Exercise material

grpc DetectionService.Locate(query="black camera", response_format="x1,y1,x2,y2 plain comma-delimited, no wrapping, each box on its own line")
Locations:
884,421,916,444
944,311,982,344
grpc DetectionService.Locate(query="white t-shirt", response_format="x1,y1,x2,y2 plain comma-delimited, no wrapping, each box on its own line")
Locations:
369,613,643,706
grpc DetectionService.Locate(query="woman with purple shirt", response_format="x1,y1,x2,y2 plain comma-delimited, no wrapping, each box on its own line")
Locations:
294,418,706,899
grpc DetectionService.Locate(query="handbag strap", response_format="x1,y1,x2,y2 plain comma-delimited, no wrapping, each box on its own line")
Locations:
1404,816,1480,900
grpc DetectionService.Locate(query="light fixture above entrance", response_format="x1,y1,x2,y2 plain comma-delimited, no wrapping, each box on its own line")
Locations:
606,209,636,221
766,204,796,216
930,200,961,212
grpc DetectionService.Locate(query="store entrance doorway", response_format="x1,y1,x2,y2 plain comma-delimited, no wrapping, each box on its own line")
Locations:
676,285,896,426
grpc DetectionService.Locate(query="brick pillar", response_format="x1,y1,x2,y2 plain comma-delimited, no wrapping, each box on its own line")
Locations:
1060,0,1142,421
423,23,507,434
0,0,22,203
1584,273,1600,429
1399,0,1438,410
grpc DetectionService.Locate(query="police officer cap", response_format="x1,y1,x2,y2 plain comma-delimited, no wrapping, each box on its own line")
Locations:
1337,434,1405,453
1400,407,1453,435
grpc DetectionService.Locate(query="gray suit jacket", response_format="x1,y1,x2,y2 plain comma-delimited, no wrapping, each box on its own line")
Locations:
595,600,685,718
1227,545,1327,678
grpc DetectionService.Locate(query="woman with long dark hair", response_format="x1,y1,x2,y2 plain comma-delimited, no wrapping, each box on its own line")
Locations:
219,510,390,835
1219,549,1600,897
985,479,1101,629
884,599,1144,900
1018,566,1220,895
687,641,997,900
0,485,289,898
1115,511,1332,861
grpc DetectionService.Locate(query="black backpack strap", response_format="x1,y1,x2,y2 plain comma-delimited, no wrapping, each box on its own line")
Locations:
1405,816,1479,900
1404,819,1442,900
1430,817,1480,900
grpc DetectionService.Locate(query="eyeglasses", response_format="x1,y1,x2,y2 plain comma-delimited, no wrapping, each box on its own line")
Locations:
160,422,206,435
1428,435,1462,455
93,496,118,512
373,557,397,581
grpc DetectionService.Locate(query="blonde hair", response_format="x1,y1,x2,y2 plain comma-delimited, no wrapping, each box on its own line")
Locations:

Assignment
Would you output every record above exactly as it stands?

Reply to the task
grpc DetectionService.Locate(query="black camera", response_format="x1,y1,x2,y2 plain comma-delimited, no wrapping, each box on its own line")
Locations:
884,421,916,444
944,311,982,344
grpc DetectionService.Locate(query="white t-shirt", response_format="x1,y1,x2,y2 plain comma-delimited, no wrapping, each box on its own line")
Locations:
369,613,643,706
grpc DetectionService.Locate(query="woman with purple shirt", response_format="x1,y1,x2,y2 plain comma-delimited, no wrapping, each box on its own line")
Locations:
294,418,706,899
grpc DetectionService.Locate(query="handbag strap", response_format="x1,y1,x2,y2 plain comma-delimited, no wrapping, each box on its own line")
Locations:
1404,816,1480,900
grpc DetectionService.Locate(query="light fixture above entrance", response_format="x1,y1,x2,y2 plain comma-delimited, no wrapping, each box on its own line")
Locations:
606,209,636,221
766,204,796,216
930,200,961,212
grpc DetectionService.Locate(query="store entrance doorway", response_format="x1,y1,x2,y2 plain comma-delimited, no wrapping, each box on its own line")
Locations:
676,285,896,426
grpc DetectionService.Locate(query="brick pillar", response_format="x1,y1,x2,y2 plain comma-delimited, no wrapping, each box on its own line")
Locations:
1060,0,1142,421
423,23,507,434
0,0,22,203
1584,273,1600,429
1399,0,1438,410
grpc DetectionService.Locate(query="police officer cap", response_format="x1,y1,x2,y2 plain comma-delimited, no wrapping, each box on its own line")
Locations:
1337,434,1405,453
1400,407,1453,435
grpc DetectionService.Locate(query="gray suit jacket", response_format="x1,y1,x2,y2 plain comma-delimited, no wrapping, each box on its own line")
Locations:
595,600,685,718
1227,545,1327,678
grpc DetectionService.Locate(query="woman with long dark hair", response_format="x1,y1,x2,y2 plain comma-delimited, no wrapping, each box on its own line")
Locations:
219,510,390,835
1219,549,1600,897
985,479,1101,629
884,599,1144,900
1018,566,1220,895
687,641,997,900
0,485,289,898
1115,511,1332,861
grpc DetectionService.Locate(query="black backpack strap", response_format="x1,y1,x2,y2 plain comma-delimited, no wrapping, each box on its own line")
Locations:
1405,816,1479,900
1404,819,1442,900
1430,817,1480,900
grpc DetectionService.Locate(query="eyeglasses", response_format="x1,y1,x2,y2 plain comma-delimited, no wrapping, each box on its own line")
Locations:
160,422,206,435
1428,435,1462,455
93,496,118,512
373,557,397,581
grpc DetectionService.Locate(query="blonde hair", response_format="x1,y1,x2,y2 plain comma-delimited, no wrapping, each box on its own line")
Locations:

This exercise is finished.